ABOUT THIS TASK:
Scan the lines below for the string "water" and copy every one that has it.

Data extracted from a collection:
········

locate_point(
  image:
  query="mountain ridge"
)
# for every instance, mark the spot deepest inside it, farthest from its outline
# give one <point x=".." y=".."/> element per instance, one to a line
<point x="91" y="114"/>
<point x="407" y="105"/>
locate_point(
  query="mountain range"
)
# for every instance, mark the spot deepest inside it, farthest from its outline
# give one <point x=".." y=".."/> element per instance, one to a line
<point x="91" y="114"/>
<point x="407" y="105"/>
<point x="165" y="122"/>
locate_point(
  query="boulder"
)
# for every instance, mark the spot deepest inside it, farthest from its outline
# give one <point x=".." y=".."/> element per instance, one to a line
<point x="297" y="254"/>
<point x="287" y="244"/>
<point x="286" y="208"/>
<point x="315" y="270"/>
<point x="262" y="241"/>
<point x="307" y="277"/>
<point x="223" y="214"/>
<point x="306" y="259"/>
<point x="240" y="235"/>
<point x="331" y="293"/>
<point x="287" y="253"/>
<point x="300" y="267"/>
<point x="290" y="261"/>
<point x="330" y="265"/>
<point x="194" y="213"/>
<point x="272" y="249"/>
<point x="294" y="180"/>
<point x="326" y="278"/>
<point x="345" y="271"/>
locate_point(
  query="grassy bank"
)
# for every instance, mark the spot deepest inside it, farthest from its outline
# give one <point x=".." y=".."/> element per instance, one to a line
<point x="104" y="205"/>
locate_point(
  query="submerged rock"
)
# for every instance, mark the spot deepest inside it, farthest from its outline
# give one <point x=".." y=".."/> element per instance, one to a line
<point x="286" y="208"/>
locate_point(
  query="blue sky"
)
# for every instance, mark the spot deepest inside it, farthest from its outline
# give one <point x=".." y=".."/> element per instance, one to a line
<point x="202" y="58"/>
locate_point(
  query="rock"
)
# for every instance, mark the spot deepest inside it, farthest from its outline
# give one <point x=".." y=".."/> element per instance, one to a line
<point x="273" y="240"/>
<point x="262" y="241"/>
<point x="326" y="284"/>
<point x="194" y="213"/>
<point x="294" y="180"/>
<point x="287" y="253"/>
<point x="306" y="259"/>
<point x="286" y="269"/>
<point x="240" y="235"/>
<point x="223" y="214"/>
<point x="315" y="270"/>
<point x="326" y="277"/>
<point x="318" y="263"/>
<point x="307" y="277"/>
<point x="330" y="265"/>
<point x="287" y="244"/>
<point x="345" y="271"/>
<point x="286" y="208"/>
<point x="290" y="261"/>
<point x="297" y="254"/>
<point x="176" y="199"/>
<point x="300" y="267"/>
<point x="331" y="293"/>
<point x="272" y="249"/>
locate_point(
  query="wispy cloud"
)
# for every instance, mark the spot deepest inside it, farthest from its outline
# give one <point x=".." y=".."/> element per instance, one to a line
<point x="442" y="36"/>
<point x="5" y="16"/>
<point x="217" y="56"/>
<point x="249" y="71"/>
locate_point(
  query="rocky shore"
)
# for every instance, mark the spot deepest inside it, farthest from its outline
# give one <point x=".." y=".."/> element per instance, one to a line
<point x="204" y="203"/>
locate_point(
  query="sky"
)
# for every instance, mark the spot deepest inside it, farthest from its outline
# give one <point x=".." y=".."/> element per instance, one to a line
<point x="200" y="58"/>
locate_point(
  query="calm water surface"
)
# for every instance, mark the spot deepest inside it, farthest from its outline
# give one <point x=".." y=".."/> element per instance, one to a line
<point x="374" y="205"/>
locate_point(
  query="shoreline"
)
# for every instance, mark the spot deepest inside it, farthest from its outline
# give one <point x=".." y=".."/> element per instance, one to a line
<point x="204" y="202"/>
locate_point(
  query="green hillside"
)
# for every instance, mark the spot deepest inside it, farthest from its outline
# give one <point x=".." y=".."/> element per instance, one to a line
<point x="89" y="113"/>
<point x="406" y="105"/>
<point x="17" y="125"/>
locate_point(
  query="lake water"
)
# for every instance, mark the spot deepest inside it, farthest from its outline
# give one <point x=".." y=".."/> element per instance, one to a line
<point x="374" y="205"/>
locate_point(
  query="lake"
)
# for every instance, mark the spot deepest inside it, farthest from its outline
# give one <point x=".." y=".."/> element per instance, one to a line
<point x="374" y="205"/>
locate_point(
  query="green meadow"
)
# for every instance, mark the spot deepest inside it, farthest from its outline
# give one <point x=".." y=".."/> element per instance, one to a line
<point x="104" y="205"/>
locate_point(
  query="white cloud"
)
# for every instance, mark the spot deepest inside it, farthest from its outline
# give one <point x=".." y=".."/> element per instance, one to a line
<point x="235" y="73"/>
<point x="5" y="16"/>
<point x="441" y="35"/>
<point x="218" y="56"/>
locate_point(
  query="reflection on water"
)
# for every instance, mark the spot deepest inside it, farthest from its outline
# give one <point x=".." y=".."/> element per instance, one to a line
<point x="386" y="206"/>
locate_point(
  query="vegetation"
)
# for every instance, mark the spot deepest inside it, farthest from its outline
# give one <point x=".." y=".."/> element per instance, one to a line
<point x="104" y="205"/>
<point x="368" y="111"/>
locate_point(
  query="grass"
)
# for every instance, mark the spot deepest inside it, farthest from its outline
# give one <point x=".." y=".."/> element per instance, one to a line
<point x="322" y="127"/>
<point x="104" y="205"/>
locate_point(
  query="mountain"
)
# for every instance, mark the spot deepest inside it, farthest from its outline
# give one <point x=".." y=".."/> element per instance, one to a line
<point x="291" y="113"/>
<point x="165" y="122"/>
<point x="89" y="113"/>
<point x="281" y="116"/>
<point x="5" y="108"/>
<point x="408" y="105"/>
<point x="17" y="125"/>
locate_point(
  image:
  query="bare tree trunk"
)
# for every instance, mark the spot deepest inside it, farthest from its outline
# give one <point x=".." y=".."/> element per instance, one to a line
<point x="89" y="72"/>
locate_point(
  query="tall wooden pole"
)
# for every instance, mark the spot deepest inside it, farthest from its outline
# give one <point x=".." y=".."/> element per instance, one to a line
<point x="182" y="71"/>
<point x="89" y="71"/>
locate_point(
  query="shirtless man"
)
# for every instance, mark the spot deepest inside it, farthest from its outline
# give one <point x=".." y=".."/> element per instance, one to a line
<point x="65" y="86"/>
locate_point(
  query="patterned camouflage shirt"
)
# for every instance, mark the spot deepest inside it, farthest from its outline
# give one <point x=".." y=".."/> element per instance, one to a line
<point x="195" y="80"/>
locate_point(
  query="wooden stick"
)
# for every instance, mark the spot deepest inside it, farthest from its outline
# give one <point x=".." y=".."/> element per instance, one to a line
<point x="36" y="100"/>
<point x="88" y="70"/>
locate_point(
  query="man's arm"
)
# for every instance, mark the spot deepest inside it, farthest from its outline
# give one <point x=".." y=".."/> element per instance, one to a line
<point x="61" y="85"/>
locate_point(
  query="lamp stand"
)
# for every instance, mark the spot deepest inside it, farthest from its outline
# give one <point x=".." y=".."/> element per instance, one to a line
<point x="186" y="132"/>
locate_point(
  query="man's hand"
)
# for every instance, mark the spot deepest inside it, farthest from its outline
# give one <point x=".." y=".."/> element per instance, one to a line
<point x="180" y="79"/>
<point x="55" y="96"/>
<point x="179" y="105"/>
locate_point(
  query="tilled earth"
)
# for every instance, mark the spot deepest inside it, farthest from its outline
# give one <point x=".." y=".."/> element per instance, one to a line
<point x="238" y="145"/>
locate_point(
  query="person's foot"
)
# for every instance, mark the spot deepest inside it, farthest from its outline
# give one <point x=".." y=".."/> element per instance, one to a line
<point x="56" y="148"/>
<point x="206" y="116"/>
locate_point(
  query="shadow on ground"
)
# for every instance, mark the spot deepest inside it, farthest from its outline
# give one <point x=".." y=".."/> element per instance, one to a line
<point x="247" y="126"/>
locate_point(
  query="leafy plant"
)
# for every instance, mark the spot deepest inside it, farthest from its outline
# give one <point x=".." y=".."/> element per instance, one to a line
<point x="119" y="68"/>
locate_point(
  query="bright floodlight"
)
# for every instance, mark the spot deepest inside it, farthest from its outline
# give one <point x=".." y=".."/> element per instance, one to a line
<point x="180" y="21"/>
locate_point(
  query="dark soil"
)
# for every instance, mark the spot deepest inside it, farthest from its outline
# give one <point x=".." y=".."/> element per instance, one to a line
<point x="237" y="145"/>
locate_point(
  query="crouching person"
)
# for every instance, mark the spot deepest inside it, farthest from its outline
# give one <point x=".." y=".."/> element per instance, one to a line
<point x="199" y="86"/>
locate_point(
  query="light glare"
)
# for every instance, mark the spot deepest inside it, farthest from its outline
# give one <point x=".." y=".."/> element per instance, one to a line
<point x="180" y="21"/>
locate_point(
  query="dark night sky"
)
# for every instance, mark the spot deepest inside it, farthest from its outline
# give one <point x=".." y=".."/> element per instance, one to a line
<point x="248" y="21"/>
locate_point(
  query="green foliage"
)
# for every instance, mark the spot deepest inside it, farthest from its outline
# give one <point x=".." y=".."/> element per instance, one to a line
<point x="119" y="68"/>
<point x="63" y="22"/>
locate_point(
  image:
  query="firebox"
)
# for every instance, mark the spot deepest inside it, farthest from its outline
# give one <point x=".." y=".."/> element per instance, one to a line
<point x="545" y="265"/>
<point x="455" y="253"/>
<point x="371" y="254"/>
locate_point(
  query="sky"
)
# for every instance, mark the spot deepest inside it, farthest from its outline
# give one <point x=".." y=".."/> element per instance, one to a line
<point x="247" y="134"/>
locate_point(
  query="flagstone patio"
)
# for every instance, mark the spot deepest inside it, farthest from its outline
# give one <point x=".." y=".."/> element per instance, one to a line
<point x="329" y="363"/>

········

THE ANSWER:
  query="calm water surface"
  query="lake water"
  query="reflection on water"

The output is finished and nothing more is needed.